--- begin ---
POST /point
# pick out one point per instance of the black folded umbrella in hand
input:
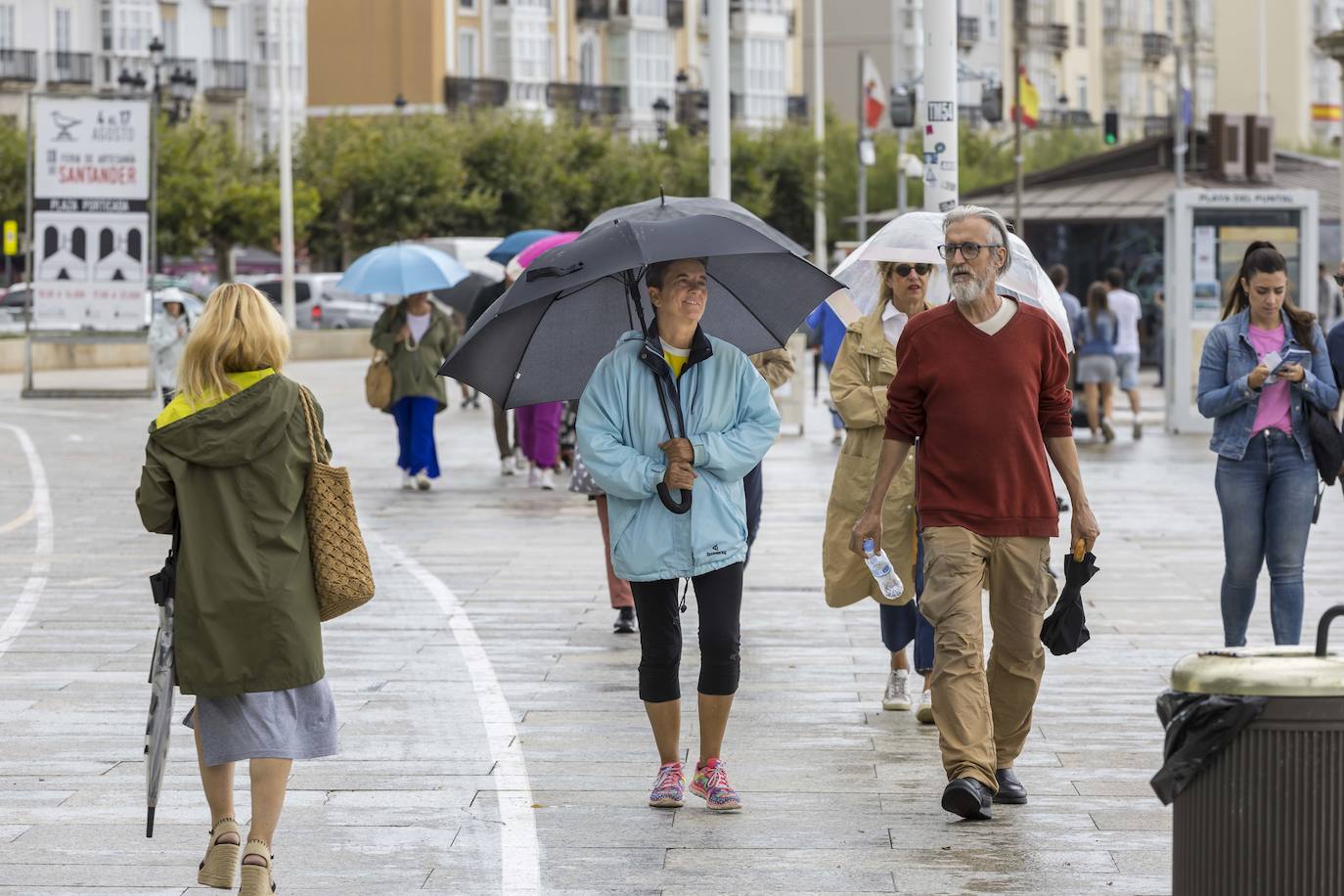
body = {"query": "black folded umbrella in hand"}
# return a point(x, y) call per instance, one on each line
point(1066, 629)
--- end ---
-- Stated problem --
Convert the data above into a Markdown table with two columns, No. and Text, putting a row number in No. and one line in Text, and skip any blank lines. Leave the pictures out.

-- Response --
| No. | Text |
|---|---|
| 1 | POST /point |
| 2 | # pick out one point per instance of the black folded umbrella in hand |
| 3 | input: |
| 4 | body = {"query": "black folded umbrella in hand"} |
| 5 | # return a point(x, y) call per instance, one on each line |
| 6 | point(1066, 629) |